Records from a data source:

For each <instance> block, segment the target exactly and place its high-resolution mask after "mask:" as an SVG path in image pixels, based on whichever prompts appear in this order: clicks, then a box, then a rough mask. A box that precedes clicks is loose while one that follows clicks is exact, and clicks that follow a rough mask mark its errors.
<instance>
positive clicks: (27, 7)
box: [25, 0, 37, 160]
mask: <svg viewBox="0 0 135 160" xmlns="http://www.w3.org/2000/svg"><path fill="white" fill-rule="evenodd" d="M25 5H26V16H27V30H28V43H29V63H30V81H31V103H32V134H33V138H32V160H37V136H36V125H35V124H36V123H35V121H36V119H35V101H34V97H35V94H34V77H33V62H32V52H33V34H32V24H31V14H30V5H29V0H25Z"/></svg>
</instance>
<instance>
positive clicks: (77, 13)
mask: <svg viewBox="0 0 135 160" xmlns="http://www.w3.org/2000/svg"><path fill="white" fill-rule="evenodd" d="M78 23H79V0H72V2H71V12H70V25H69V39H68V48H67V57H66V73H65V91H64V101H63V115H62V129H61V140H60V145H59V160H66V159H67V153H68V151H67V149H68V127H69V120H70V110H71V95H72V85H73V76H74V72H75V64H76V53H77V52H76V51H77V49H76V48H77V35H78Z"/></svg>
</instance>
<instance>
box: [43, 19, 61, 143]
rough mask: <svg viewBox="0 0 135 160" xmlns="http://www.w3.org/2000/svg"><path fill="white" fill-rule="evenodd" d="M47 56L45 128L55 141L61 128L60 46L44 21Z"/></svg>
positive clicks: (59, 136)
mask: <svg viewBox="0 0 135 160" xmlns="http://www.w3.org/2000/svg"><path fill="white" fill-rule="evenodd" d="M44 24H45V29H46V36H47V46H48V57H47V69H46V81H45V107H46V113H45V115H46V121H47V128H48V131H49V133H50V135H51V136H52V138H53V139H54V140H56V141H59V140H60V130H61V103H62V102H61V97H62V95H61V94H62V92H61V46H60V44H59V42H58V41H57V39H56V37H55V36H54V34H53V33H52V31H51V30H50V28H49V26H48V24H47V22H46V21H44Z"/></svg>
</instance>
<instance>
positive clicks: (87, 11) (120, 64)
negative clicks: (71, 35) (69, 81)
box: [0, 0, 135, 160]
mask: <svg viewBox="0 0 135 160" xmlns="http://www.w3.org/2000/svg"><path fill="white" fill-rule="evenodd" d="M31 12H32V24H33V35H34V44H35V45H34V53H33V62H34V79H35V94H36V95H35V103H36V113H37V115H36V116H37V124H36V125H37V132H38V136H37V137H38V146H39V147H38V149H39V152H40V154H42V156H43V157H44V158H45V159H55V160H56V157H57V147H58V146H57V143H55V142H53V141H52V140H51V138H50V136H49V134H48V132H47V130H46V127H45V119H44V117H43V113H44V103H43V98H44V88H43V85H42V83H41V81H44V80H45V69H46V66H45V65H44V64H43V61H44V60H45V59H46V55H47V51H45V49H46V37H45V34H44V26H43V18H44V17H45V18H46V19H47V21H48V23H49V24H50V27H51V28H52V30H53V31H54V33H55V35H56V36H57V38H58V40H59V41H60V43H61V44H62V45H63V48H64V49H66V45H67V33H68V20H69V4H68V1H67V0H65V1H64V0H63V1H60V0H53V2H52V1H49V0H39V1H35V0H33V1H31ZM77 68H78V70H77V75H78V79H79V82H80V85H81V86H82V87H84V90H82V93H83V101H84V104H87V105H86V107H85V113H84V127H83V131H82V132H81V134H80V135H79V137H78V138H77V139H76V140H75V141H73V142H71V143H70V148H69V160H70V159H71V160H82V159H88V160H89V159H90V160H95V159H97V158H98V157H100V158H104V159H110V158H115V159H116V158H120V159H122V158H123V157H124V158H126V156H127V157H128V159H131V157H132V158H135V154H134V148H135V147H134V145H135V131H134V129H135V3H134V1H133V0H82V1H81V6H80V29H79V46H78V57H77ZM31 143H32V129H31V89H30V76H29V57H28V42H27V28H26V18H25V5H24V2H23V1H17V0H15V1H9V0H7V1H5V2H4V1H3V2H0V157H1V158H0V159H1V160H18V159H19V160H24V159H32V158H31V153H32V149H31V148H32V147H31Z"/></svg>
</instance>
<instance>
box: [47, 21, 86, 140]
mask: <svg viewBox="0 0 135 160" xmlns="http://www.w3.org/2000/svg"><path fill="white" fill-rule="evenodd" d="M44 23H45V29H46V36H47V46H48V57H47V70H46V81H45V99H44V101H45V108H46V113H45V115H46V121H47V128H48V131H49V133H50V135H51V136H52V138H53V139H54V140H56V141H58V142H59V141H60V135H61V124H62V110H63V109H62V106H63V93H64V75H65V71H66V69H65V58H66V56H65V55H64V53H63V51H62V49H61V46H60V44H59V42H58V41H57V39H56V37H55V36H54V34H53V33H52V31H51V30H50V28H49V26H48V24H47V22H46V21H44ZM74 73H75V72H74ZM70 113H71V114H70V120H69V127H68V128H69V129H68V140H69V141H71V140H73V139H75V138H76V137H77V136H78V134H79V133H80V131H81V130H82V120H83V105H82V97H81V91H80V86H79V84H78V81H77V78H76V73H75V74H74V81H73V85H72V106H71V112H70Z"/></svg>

__TASK TO CARRY OUT__
Search the records above for the string "rough". Report each line that has it.

__ANSWER__
For each <instance> block, segment the target exactly and place its high-resolution mask after "mask:" as an SVG path in image pixels, based on whichever prompts appear in this order: clicks, then a box, then a rough mask. A box that precedes clicks is loose while one that follows clicks is exact, and clicks that follow a rough mask mark its errors.
rough mask: <svg viewBox="0 0 135 160" xmlns="http://www.w3.org/2000/svg"><path fill="white" fill-rule="evenodd" d="M47 56L45 128L55 141L61 128L60 46L44 21Z"/></svg>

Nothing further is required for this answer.